Records for the exercise:

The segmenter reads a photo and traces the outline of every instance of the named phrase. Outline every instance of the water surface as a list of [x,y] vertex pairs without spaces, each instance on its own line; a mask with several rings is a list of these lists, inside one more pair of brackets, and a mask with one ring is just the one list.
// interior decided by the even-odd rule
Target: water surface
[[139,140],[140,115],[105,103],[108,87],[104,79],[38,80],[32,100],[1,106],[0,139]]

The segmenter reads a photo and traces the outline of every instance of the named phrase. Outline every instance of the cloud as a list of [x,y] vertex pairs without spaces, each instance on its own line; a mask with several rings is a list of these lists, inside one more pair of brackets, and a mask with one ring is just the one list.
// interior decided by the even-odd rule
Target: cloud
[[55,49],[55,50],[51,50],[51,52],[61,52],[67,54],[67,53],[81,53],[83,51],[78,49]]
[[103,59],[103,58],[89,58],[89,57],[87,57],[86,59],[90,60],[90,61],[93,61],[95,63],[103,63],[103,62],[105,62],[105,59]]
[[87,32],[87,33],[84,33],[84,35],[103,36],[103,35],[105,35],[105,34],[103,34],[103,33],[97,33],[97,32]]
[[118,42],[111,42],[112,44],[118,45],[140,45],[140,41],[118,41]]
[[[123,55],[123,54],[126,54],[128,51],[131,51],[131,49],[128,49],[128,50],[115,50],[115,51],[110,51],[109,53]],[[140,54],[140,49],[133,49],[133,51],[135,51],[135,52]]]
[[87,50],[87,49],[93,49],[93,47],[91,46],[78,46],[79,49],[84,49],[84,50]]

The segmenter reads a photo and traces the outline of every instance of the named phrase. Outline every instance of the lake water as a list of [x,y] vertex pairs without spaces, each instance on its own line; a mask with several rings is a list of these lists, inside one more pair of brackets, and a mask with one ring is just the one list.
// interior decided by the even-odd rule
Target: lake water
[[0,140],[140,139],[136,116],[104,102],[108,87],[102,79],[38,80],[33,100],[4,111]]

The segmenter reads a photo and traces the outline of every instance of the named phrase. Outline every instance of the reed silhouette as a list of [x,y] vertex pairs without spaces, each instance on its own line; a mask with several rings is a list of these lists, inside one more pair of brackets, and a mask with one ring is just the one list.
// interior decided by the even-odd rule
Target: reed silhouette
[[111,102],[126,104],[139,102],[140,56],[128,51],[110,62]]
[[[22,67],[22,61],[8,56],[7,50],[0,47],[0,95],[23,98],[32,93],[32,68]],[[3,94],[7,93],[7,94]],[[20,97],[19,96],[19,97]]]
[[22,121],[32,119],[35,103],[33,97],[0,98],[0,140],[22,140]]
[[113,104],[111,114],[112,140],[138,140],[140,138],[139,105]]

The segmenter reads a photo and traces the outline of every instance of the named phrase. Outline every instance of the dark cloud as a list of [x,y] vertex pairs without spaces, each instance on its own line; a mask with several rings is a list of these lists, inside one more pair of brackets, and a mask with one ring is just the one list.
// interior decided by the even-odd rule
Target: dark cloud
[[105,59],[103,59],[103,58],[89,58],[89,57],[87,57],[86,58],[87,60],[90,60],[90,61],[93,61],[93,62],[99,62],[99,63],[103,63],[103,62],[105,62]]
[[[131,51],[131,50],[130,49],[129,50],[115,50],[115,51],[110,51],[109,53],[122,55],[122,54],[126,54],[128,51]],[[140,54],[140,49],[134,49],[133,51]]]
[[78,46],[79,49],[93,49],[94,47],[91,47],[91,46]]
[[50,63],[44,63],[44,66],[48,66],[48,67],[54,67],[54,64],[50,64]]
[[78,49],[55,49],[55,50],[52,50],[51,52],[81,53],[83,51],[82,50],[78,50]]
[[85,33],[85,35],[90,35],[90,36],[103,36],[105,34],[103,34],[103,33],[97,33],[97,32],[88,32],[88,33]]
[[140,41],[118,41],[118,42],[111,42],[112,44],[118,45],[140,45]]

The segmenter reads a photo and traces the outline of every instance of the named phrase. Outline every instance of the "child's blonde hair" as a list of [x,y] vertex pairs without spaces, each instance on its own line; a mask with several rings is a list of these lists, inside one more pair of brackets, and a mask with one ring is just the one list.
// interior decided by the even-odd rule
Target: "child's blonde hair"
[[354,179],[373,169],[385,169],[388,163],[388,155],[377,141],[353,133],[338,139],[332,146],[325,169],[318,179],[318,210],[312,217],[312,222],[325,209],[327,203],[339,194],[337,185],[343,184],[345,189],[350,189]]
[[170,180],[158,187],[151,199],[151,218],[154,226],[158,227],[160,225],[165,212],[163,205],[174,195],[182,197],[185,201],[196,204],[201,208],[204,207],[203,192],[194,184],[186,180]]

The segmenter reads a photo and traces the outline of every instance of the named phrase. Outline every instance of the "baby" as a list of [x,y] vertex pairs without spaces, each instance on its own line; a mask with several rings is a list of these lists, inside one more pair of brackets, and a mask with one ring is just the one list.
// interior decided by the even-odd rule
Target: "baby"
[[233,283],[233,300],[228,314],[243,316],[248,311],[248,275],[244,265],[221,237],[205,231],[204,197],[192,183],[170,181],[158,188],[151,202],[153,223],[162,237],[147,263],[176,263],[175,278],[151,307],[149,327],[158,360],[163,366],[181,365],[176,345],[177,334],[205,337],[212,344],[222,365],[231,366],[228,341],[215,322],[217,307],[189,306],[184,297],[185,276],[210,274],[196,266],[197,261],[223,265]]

Your task:
Please reproduce each record precisely as written.

The reply:
The segmenter reads a photo and traces the outline of every instance of the named phrase. Outline every instance of the water surface as a list of [x,y] vertex pairs without spaces, each instance on its own line; a mask with several rings is a list of these lists, inside one more pair of brackets, and a mask with one ring is just the one list.
// interior decided by the even-odd rule
Target: water surface
[[139,140],[140,115],[105,103],[108,87],[104,79],[38,80],[32,100],[1,106],[0,139]]

The segmenter reads a photo and traces the outline of every instance of the named phrase. Outline every instance of the cloud as a list of [x,y] vertex pairs without spaces, each instance on its own line; a mask with several rings is a list of these lists, inside one more pair of brackets, and a mask with one ring is just the one list.
// interior decided by the even-odd rule
Target: cloud
[[55,49],[55,50],[51,50],[51,52],[61,52],[67,54],[67,53],[81,53],[83,51],[78,49]]
[[103,59],[103,58],[89,58],[89,57],[87,57],[86,59],[90,60],[90,61],[93,61],[95,63],[103,63],[103,62],[105,62],[105,59]]
[[87,32],[87,33],[84,33],[84,35],[103,36],[103,35],[105,35],[105,34],[103,34],[103,33],[97,33],[97,32]]
[[118,42],[111,42],[112,44],[118,45],[140,45],[140,41],[118,41]]
[[[123,55],[123,54],[126,54],[128,51],[131,51],[131,49],[128,49],[128,50],[115,50],[115,51],[110,51],[109,53]],[[140,54],[140,49],[133,49],[133,51],[135,51],[135,52]]]
[[87,50],[87,49],[93,49],[93,47],[91,46],[78,46],[79,49],[84,49],[84,50]]

The segmenter reads a photo and traces the outline of every instance of the named phrase. Outline every instance of the lake water as a list of [x,y] vertex pairs without spaces, each instance on its own line; a mask with several rings is a list of these lists, inside one more pair of brackets, and a mask with one ring is just the one list.
// interior decided by the even-odd rule
Target: lake water
[[0,140],[140,139],[136,116],[104,102],[108,87],[102,79],[38,80],[33,100],[4,111]]

The segmenter reads a photo and traces the outline of every instance of the named phrase. Outline every instance of the reed silhouette as a list of [x,y] vertex pairs without spaces, each instance on its own line; a mask with several rings is a list of these lists, inside one more pair of brackets, and a mask with one ring is just the one list.
// interior decided by the even-odd rule
Target: reed silhouette
[[111,102],[126,104],[139,102],[140,56],[128,51],[110,62]]
[[[22,67],[22,61],[8,56],[7,50],[0,47],[0,95],[23,98],[32,93],[32,68]],[[3,94],[7,93],[7,94]],[[20,97],[19,96],[19,97]]]
[[22,121],[32,119],[35,103],[33,97],[0,98],[0,140],[22,140]]
[[113,104],[111,114],[112,140],[138,140],[140,138],[139,105]]

The segmenter reads a photo and traces the outline of every instance of the named phrase. Outline every instance of the dark cloud as a list of [x,y] vertex pairs without spaces, each instance on its own line; a mask with several rings is a list of these lists, inside one more pair of brackets, and a mask with one ring is just the one list.
// interior decided by the even-odd rule
Target: dark cloud
[[105,59],[103,59],[103,58],[89,58],[89,57],[87,57],[86,58],[87,60],[90,60],[90,61],[93,61],[93,62],[99,62],[99,63],[103,63],[103,62],[105,62]]
[[[131,51],[131,50],[130,49],[129,50],[115,50],[115,51],[110,51],[109,53],[122,55],[122,54],[126,54],[128,51]],[[140,54],[140,49],[134,49],[133,51]]]
[[78,46],[79,49],[93,49],[94,47],[91,47],[91,46]]
[[50,63],[44,63],[44,66],[48,66],[48,67],[54,67],[54,64],[50,64]]
[[78,49],[55,49],[55,50],[52,50],[51,52],[81,53],[83,51],[82,50],[78,50]]
[[85,33],[85,35],[90,35],[90,36],[103,36],[105,34],[103,34],[103,33],[97,33],[97,32],[88,32],[88,33]]
[[140,41],[118,41],[118,42],[111,42],[112,44],[118,45],[140,45]]

The segmenter reads a photo and traces the outline of every instance of the named phrase. Outline every instance of the "child's blonde hair" as a list of [x,y] vertex pairs without spaces, each instance on its own line; a mask with several rings is a list of these lists, inside one more pair of brackets, and a mask with one ring is just the one list.
// interior decided by the even-odd rule
Target: "child's blonde hair"
[[354,179],[373,169],[385,169],[388,163],[388,155],[377,141],[353,133],[338,139],[332,146],[325,169],[318,179],[318,210],[312,217],[312,222],[325,209],[327,203],[339,194],[337,185],[343,184],[345,189],[350,189]]
[[170,180],[158,187],[151,199],[151,218],[154,226],[158,227],[160,225],[165,212],[163,205],[174,195],[182,197],[185,201],[196,204],[201,208],[204,207],[203,192],[194,184],[186,180]]

The segmenter reads a photo and traces the outline of every instance of the named phrase. Outline every instance of the "baby" as a list of [x,y] vertex pairs without spaces, each instance on its own line; a mask with several rings is a list of these lists, inside one more pair of brackets, and a mask with one ring is just the one list.
// interior decided by the even-odd rule
Target: "baby"
[[233,283],[233,300],[228,314],[243,316],[248,311],[248,275],[244,265],[221,237],[205,231],[204,197],[192,183],[170,181],[158,188],[151,202],[153,223],[162,237],[147,263],[176,263],[175,278],[151,307],[149,327],[158,360],[163,366],[181,365],[176,345],[177,334],[205,337],[212,344],[222,365],[231,366],[228,341],[215,322],[217,307],[189,306],[184,297],[185,276],[210,274],[196,266],[197,261],[223,265]]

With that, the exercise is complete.